TEKS BACAAN
- - - - - - -

Sejalan dengan penyiapan RUU politik dalam rangka penyelenggaraan Pemilu Presiden 2009 serta revisi menyeluruh Undang-undang 32 tahun 2004 tentang Pemerintahan Daerah maka pemikiran terhadap model kampanye yang mencerdaskan masyarakat sudah sepantasnya diperjuangkan bersama.
Kampanye yang tidak baik dan tidak terarah justru akan membawa masalah pasca pemilu presiden maupun pemilu kepala daerah. Sebaliknya melalui kampanye yang mencerdaskan maka masyarakat akan semakin dewasa dan politisi semakin matang dalam berdemokrasi serta yang paling utama bahwa kandidat yang terpilih benar-benar mampu memegang dan menjalankan amanah dengan baik.

- - - - - - -

Catatan kotak berlabel
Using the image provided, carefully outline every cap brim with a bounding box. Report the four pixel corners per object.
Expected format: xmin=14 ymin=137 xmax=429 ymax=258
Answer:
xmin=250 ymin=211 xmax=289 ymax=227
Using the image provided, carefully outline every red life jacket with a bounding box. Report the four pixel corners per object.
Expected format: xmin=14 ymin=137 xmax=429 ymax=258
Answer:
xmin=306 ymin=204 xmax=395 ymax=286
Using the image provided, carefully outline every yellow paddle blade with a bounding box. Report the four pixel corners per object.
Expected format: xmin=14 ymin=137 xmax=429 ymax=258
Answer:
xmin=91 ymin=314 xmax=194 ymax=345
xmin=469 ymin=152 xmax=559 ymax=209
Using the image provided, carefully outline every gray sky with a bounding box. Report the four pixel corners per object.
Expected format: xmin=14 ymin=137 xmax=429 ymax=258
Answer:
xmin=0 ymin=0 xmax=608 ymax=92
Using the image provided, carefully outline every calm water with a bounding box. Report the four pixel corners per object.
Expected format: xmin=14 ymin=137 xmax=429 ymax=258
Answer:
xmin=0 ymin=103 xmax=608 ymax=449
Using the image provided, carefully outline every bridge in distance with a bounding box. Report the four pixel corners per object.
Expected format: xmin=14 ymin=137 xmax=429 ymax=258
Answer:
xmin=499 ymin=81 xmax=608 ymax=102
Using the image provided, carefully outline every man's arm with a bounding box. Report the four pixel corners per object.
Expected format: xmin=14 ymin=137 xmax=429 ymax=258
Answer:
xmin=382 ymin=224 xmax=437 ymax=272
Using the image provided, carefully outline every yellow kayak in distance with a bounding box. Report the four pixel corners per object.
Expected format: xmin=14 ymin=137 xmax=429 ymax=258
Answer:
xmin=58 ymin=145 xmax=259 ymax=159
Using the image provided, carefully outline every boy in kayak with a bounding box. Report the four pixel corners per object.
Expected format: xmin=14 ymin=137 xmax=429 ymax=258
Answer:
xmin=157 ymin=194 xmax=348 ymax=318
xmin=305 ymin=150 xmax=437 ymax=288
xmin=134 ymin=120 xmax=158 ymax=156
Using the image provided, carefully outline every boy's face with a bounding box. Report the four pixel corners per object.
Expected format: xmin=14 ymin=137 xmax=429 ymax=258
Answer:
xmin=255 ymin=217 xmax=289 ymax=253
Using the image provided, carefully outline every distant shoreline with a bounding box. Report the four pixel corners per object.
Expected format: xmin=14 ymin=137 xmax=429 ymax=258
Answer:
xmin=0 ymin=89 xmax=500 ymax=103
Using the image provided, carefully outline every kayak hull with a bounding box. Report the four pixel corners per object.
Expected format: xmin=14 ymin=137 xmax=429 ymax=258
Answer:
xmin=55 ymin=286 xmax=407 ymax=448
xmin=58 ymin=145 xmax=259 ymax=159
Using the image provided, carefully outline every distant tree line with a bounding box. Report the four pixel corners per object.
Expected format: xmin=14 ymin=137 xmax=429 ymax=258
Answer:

- - - - - - -

TUGAS WAJIB
A – Jawablah pertanyaan berikut berdasarkan teks tentang kampanye:
(i) Undang-undang tentang Pemerintahan Daerah yang mana yang disebut akan direvisi secara menyeluruh?
(ii) Pemilu apa yang disebut dalam kaitan dengan penyiapan RUU politik?
(iii) Apa yang akan dibawa oleh kampanye yang tidak baik dan tidak terarah?
B – Ketik ulang bagian teks tentang kampanye, dari "Sejalan dengan penyiapan" sampai dengan "amanah dengan baik.".

JAWABAN BENAR
A –
(i) Undang-undang 32 tahun 2004.
(ii) Pemilu Presiden 2009.
(iii) Masalah pasca pemilu presiden maupun pemilu kepala daerah.

B –
Sejalan dengan penyiapan RUU politik dalam rangka penyelenggaraan Pemilu Presiden 2009 serta revisi menyeluruh Undang-undang 32 tahun 2004 tentang Pemerintahan Daerah maka pemikiran terhadap model kampanye yang mencerdaskan masyarakat sudah sepantasnya diperjuangkan bersama.
Kampanye yang tidak baik dan tidak terarah justru akan membawa masalah pasca pemilu presiden maupun pemilu kepala daerah. Sebaliknya melalui kampanye yang mencerdaskan maka masyarakat akan semakin dewasa dan politisi semakin matang dalam berdemokrasi serta yang paling utama bahwa kandidat yang terpilih benar-benar mampu memegang dan menjalankan amanah dengan baik.